>> Begin INPUT ROWS

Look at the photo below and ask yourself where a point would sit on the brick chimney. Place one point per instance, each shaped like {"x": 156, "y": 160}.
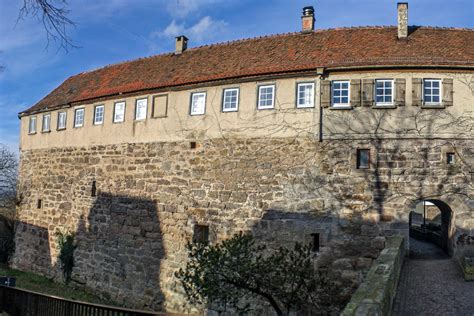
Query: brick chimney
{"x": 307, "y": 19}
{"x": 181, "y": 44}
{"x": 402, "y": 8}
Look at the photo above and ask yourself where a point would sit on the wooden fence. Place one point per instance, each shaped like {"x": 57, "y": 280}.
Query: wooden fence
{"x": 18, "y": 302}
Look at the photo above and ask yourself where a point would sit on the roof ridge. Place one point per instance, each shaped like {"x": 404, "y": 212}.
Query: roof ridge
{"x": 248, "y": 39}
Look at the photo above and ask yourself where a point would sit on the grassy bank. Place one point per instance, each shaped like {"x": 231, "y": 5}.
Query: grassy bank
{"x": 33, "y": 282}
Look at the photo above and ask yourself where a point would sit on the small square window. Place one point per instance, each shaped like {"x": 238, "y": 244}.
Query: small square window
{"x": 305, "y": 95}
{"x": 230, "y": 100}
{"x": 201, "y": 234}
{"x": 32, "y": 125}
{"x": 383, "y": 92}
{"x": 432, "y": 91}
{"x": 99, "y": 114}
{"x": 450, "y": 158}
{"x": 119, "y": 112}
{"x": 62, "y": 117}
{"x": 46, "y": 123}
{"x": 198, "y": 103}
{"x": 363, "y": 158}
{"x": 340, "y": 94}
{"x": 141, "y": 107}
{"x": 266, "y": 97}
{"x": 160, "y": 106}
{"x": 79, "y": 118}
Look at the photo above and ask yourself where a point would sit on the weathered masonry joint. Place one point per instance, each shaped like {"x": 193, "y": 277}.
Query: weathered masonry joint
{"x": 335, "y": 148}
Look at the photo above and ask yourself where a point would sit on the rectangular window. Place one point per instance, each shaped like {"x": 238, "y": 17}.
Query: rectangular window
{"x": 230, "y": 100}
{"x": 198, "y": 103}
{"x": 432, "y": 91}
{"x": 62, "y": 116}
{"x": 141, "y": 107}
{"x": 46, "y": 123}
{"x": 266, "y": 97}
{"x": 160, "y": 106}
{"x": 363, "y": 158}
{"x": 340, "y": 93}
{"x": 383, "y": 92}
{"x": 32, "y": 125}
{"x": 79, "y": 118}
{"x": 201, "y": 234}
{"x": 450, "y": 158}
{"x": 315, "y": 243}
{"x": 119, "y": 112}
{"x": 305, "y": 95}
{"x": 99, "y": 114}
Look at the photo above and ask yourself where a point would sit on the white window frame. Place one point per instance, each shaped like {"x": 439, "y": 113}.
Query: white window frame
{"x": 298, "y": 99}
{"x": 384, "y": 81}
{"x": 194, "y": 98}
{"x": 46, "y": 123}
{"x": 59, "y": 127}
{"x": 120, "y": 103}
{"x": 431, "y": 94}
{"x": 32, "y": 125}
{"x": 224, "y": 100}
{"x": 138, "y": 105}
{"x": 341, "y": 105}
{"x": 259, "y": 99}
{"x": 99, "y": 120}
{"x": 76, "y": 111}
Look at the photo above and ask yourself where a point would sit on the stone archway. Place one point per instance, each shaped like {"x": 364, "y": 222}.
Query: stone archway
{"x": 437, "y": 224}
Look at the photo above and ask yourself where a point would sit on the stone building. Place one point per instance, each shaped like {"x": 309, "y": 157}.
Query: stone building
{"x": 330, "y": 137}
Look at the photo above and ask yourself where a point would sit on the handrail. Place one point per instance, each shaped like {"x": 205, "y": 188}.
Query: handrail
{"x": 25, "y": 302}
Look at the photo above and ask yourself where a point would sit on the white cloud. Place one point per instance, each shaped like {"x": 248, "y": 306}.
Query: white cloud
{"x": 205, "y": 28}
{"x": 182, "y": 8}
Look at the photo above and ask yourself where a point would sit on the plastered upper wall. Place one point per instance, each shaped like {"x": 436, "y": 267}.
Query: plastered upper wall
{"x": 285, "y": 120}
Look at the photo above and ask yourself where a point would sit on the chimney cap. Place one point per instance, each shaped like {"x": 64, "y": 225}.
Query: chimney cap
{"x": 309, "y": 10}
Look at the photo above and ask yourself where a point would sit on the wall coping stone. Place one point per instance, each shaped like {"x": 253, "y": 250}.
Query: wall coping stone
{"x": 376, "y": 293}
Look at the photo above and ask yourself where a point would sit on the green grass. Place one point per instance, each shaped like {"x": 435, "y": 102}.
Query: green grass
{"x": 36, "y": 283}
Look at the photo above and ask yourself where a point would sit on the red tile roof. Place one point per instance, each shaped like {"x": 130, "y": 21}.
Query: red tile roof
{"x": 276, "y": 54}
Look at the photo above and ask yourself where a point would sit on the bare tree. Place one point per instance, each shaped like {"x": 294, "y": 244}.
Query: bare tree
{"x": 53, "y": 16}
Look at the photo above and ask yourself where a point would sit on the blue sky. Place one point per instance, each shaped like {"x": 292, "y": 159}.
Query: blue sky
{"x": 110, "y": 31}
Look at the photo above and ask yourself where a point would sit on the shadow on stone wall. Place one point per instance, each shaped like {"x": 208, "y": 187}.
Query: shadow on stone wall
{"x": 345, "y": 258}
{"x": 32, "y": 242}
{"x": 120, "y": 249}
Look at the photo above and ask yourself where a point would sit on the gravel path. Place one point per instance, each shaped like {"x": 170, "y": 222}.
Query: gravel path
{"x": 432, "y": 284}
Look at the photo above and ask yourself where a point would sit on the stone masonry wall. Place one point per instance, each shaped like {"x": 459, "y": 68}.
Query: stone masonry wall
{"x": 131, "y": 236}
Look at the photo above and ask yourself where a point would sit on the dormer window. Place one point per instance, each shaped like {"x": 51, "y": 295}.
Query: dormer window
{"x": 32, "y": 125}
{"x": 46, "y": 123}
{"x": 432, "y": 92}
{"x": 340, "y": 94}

>> End INPUT ROWS

### REQUEST
Put each line of the records above into a JSON list of strings, one string per line, with blank lines skipped. Leave the pictures out.

### RESULT FOR THIS TASK
[
  "Look at the photo below and ask yourself where a point would sit on the brick chimney. Place one point per instance, each shaped like {\"x\": 156, \"y\": 160}.",
  "Query: brick chimney",
  "{\"x\": 307, \"y\": 19}",
  "{\"x\": 181, \"y\": 44}",
  "{\"x\": 402, \"y\": 8}",
  "Look at the photo above and ask yourself where a point would sit on the wooden fence. Place one point per instance, each shaped like {\"x\": 57, \"y\": 280}.",
  "Query: wooden fence",
  "{\"x\": 18, \"y\": 302}",
  "Look at the photo above and ask yourself where a point would sit on the roof ridge. Place one point per instance, each shaped like {\"x\": 404, \"y\": 212}.",
  "Query: roof ridge",
  "{\"x\": 248, \"y\": 39}",
  "Look at the photo above and ask yourself where a point would sit on the grassy bank. Place one point per instance, each shaped like {\"x\": 231, \"y\": 5}.",
  "Query: grassy bank",
  "{\"x\": 33, \"y\": 282}",
  "Look at the photo above and ask yourself where a point would sit on the small square window. Place one point per instance, each shaped like {\"x\": 238, \"y\": 244}.",
  "Query: small square window",
  "{\"x\": 305, \"y\": 95}",
  "{\"x\": 230, \"y\": 100}",
  "{\"x\": 201, \"y\": 234}",
  "{\"x\": 32, \"y\": 125}",
  "{\"x\": 383, \"y\": 92}",
  "{\"x\": 432, \"y\": 91}",
  "{\"x\": 99, \"y\": 114}",
  "{\"x\": 450, \"y\": 158}",
  "{\"x\": 119, \"y\": 112}",
  "{\"x\": 62, \"y\": 117}",
  "{\"x\": 46, \"y\": 123}",
  "{\"x\": 198, \"y\": 103}",
  "{\"x\": 363, \"y\": 158}",
  "{\"x\": 340, \"y\": 94}",
  "{\"x\": 141, \"y\": 107}",
  "{\"x\": 266, \"y\": 97}",
  "{\"x\": 160, \"y\": 106}",
  "{\"x\": 79, \"y\": 118}",
  "Look at the photo above and ask yourself where a point would sit on the weathered masonry joint. Place one point per instance, each shaped like {\"x\": 193, \"y\": 277}.",
  "Query: weathered masonry joint",
  "{\"x\": 335, \"y\": 148}",
  "Look at the photo above and ask yourself where a point would sit on the rectangular window. Place one point per instance, each shaped like {\"x\": 238, \"y\": 17}.",
  "Query: rectangular window",
  "{\"x\": 230, \"y\": 100}",
  "{\"x\": 198, \"y\": 103}",
  "{\"x\": 432, \"y\": 91}",
  "{\"x\": 62, \"y\": 116}",
  "{\"x\": 141, \"y\": 107}",
  "{\"x\": 46, \"y\": 123}",
  "{\"x\": 266, \"y\": 97}",
  "{\"x\": 160, \"y\": 106}",
  "{\"x\": 363, \"y\": 158}",
  "{\"x\": 340, \"y\": 93}",
  "{\"x\": 383, \"y\": 92}",
  "{\"x\": 32, \"y\": 125}",
  "{\"x\": 79, \"y\": 118}",
  "{\"x\": 201, \"y\": 234}",
  "{\"x\": 450, \"y\": 158}",
  "{\"x\": 315, \"y\": 243}",
  "{\"x\": 119, \"y\": 112}",
  "{\"x\": 305, \"y\": 95}",
  "{\"x\": 99, \"y\": 114}",
  "Look at the photo above and ask yourself where a point would sit on the white window frame. Place one point per instance, each shaped like {\"x\": 439, \"y\": 113}.",
  "Query: white window frame",
  "{\"x\": 298, \"y\": 99}",
  "{\"x\": 384, \"y\": 81}",
  "{\"x\": 194, \"y\": 98}",
  "{\"x\": 46, \"y\": 123}",
  "{\"x\": 59, \"y\": 127}",
  "{\"x\": 120, \"y\": 103}",
  "{\"x\": 431, \"y\": 94}",
  "{\"x\": 32, \"y\": 125}",
  "{\"x\": 224, \"y\": 100}",
  "{\"x\": 138, \"y\": 105}",
  "{\"x\": 341, \"y\": 105}",
  "{\"x\": 259, \"y\": 99}",
  "{\"x\": 99, \"y\": 120}",
  "{\"x\": 76, \"y\": 111}",
  "Look at the photo above and ask yourself where a point would sit on the stone archway. Place one point per instance, each shaped like {\"x\": 364, \"y\": 222}.",
  "Query: stone archway",
  "{\"x\": 437, \"y\": 224}",
  "Look at the photo above and ask yourself where a point would sit on the stone building. Place one point per instance, each shaped like {\"x\": 309, \"y\": 157}.",
  "Query: stone building",
  "{\"x\": 330, \"y\": 137}",
  "Look at the photo above and ask yourself where a point would sit on the handrail. Place one point per instance, each shaped like {\"x\": 205, \"y\": 188}.",
  "Query: handrail",
  "{\"x\": 25, \"y\": 302}",
  "Look at the photo above and ask yourself where a point would sit on the white cloud. Place one point per instance, each shaped like {\"x\": 248, \"y\": 306}.",
  "Query: white cloud",
  "{\"x\": 205, \"y\": 28}",
  "{\"x\": 182, \"y\": 8}",
  "Look at the photo above and ask yourself where a point would sit on the plastered upper wall. Place one point per instance, each shaped like {\"x\": 436, \"y\": 267}.",
  "Query: plastered upper wall",
  "{\"x\": 285, \"y\": 120}",
  "Look at the photo above and ask yourself where a point would sit on the chimney cap. Place one point per instance, each shaped like {\"x\": 64, \"y\": 225}.",
  "Query: chimney cap",
  "{\"x\": 309, \"y\": 10}",
  "Look at the photo above and ask yourself where a point would sit on the wall coping stone. Place one point per instance, each shaped like {\"x\": 253, \"y\": 250}.",
  "Query: wall coping stone",
  "{\"x\": 376, \"y\": 293}",
  "Look at the photo above and ask yourself where a point would sit on the green grass. Place one point per instance, each shaped like {\"x\": 435, \"y\": 102}.",
  "Query: green grass",
  "{\"x\": 36, \"y\": 283}",
  "Look at the photo above and ask yourself where a point would sit on the red tile roof. Place one point per instance, each shaped like {\"x\": 130, \"y\": 21}.",
  "Query: red tile roof",
  "{\"x\": 276, \"y\": 54}",
  "Look at the photo above and ask yourself where a point would sit on the bare tree. Place one point per instance, each shaped like {\"x\": 294, \"y\": 244}.",
  "Query: bare tree",
  "{\"x\": 53, \"y\": 16}",
  "Look at the photo above and ask yourself where a point would sit on the blue sky. Place one point per instance, each shaped like {\"x\": 292, \"y\": 159}.",
  "Query: blue sky",
  "{\"x\": 110, \"y\": 31}",
  "Look at the photo above and ask yourself where a point would sit on the shadow on stone wall. Place one point per instance, each shaped like {\"x\": 208, \"y\": 187}.",
  "Query: shadow on stone wall",
  "{\"x\": 345, \"y\": 258}",
  "{\"x\": 32, \"y\": 242}",
  "{\"x\": 120, \"y\": 249}",
  "Look at the photo above and ask yourself where a point would sit on the gravel path. Place one point per instance, each shaped like {\"x\": 170, \"y\": 222}.",
  "Query: gravel path",
  "{\"x\": 432, \"y\": 284}",
  "Look at the photo above and ask yourself where a point would sit on the stone masonry wall. Place one point per instance, each shaped like {\"x\": 459, \"y\": 68}.",
  "Query: stone masonry wall",
  "{\"x\": 131, \"y\": 236}",
  "Look at the photo above and ask yourself where a point would sit on the dormer window. Place one point per instance, each shaped like {\"x\": 51, \"y\": 295}.",
  "Query: dormer window",
  "{\"x\": 32, \"y\": 125}",
  "{\"x\": 46, \"y\": 123}",
  "{\"x\": 432, \"y\": 92}",
  "{\"x\": 340, \"y\": 94}"
]